> _Texte extrait_:
•••

Après Paris-Nice, la SNCF relance ce dimanche ses trains de nuit entre la capitale et Lourdes via Tarbes reprend du service. En dépit d"un succès d'estime, le chemin sera encore long pour renouer avec la rentabilité.

Près de sept mois après la réouverture de la ligne de nuit entre Paris et Nice, la SNCF relance comme prévu la liaison Paris-Lourdes via Tarbes. Le premier départ aura lieu ce dimanche depuis la gare d'Austerlitz en présence de son PDG.

Le gouvernement a demndé à la SNCF de rouvrir au total une dizaines de liaisons nocturnes d'ici 2030. Et le Premier ministre Jean Castex a récemment indiqué que la prochaine sur la liste serait Paris-Aurillac. Sans préciser à quelle date, pour le moment.

Après leur quasi-abandon il y a plusieurs années (2017 pour la liaison vers Nice) faute de fréquentation et de rentabilité (faute d'investissements également...), les trains de nuit peuvent-ils vraiment s'imposer comme une alternative à l'avion, à la voiture et au TGV?

Le bon moment

L'éxecutif veut y croire. Et y met des moyens. Dans le cadre de la transition écologique et pour répondre à une demande forte de certains voyageurs (coût, empreinte carbone...), Emmanuel Macron a promis de mettre l’accent sur les liaisons ferroviaires nocturnes. 100 millions d'euros sont affectés à cet objectif.

•••

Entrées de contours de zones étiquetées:
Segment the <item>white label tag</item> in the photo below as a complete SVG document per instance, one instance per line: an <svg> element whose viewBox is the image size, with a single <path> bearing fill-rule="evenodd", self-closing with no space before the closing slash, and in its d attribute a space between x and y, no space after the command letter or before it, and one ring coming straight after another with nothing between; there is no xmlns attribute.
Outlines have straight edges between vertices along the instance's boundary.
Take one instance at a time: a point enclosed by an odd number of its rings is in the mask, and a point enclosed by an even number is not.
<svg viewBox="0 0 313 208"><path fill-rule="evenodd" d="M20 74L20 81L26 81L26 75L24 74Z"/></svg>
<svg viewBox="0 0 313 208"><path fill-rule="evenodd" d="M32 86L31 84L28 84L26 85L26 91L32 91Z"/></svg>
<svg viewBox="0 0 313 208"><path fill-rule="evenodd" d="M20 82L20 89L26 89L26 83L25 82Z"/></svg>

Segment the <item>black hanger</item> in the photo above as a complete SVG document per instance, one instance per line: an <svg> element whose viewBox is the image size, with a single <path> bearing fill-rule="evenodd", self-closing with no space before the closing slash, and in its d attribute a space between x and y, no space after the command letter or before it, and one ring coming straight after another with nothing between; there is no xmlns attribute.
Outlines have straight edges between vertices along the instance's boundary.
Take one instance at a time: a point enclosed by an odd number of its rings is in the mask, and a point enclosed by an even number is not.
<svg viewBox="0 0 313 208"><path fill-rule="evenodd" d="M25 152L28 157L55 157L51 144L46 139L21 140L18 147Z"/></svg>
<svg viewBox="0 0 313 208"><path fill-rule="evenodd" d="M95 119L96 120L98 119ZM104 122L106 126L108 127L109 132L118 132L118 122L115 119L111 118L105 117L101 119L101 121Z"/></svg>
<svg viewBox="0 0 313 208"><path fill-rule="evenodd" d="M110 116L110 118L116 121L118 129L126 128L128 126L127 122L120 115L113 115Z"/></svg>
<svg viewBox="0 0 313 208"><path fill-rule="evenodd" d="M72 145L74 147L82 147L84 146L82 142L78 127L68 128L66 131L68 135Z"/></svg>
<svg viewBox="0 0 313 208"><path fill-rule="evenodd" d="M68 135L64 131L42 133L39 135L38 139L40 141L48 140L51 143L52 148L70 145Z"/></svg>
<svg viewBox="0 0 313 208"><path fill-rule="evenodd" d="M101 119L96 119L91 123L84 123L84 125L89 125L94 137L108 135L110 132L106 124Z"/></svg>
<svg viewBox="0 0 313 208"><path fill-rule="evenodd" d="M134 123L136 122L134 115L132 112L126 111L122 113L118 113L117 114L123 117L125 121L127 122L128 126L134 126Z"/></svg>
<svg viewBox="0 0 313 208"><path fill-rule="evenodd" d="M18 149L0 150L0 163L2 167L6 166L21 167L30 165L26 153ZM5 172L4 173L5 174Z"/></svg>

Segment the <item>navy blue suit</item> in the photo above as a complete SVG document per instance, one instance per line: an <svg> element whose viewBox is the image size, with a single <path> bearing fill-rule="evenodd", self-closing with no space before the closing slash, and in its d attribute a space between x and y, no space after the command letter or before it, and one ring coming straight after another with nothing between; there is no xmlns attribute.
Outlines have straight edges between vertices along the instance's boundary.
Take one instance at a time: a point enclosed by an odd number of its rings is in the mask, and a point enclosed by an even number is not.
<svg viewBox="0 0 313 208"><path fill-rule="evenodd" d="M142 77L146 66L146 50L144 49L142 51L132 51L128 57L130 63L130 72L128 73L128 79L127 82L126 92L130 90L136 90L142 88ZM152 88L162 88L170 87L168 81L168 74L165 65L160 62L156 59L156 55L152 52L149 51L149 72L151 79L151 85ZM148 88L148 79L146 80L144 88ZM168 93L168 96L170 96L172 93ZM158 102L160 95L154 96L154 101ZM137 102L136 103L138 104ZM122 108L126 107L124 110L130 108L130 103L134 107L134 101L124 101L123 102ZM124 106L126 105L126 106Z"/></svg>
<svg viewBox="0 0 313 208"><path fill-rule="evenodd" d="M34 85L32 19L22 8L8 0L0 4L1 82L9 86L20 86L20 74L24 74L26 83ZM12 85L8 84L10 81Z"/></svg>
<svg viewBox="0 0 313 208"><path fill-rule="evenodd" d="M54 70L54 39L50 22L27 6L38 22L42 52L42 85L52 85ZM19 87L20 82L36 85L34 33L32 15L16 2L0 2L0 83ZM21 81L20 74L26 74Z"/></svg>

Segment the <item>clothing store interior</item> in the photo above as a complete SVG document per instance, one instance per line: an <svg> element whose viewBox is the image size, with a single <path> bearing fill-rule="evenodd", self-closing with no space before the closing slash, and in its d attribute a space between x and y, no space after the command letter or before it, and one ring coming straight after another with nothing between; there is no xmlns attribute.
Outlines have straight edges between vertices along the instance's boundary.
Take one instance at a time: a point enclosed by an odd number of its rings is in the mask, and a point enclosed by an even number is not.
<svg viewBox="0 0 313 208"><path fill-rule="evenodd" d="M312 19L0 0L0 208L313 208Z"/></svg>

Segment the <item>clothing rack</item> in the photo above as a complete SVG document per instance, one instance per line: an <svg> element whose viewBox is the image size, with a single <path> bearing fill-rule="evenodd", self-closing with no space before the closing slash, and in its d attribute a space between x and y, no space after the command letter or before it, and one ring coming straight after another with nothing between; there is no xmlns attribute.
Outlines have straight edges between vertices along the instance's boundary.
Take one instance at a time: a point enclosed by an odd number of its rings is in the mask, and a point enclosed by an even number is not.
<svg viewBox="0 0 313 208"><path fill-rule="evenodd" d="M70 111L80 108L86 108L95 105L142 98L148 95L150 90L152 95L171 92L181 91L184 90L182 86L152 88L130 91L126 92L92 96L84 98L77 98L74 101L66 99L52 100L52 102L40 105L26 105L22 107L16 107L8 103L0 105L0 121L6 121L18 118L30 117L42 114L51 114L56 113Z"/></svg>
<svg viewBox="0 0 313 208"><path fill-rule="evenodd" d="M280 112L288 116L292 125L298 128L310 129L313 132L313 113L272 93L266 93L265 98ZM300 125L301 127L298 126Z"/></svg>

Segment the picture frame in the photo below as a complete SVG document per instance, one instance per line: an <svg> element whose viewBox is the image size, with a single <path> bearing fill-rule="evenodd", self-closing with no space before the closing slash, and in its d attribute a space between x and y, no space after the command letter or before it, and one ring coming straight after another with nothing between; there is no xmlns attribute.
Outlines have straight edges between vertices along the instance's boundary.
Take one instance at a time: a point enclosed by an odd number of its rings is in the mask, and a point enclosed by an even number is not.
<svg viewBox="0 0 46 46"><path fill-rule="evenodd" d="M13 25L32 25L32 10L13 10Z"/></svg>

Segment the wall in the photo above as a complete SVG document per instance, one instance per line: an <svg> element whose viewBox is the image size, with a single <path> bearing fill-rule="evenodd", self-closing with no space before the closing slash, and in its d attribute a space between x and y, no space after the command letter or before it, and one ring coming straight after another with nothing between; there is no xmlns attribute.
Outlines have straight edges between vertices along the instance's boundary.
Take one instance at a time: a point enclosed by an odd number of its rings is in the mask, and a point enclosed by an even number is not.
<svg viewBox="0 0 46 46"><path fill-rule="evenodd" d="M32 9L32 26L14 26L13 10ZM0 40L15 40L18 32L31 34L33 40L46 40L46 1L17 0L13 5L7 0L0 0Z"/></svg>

•••

> _Défis proposés_:
1. Répondez à ces questions d'après le texte extrait :
(a) De quelle gare partira le premier train Paris-Lourdes ?
(b) Quelle liaison le Premier ministre a-t-il désignée comme la prochaine sur la liste ?
(c) Quelle somme est affectée aux liaisons ferroviaires nocturnes ?
2. Pour chacune des affirmations suivantes, précisez si elle concorde avec le texte extrait, en citant les mots qui le montrent :
(a) La liaison de nuit vers Nice avait été quasiment abandonnée en 2017.
(b) La date de réouverture de la ligne Paris-Aurillac a été annoncée.
(c) Le premier départ aura lieu en présence du PDG de la SNCF.
Ces enregistrements n'ont aucun lien avec le texte extrait.

> _Solutions apportées_:
1.
(a) De la gare d'Austerlitz.
(b) Paris-Aurillac.
(c) 100 millions d'euros.

2.
(a) Oui : « Après leur quasi-abandon il y a plusieurs années (2017 pour la liaison vers Nice) ».
(b) Non : « Sans préciser à quelle date, pour le moment. »
(c) Oui : « en présence de son PDG ».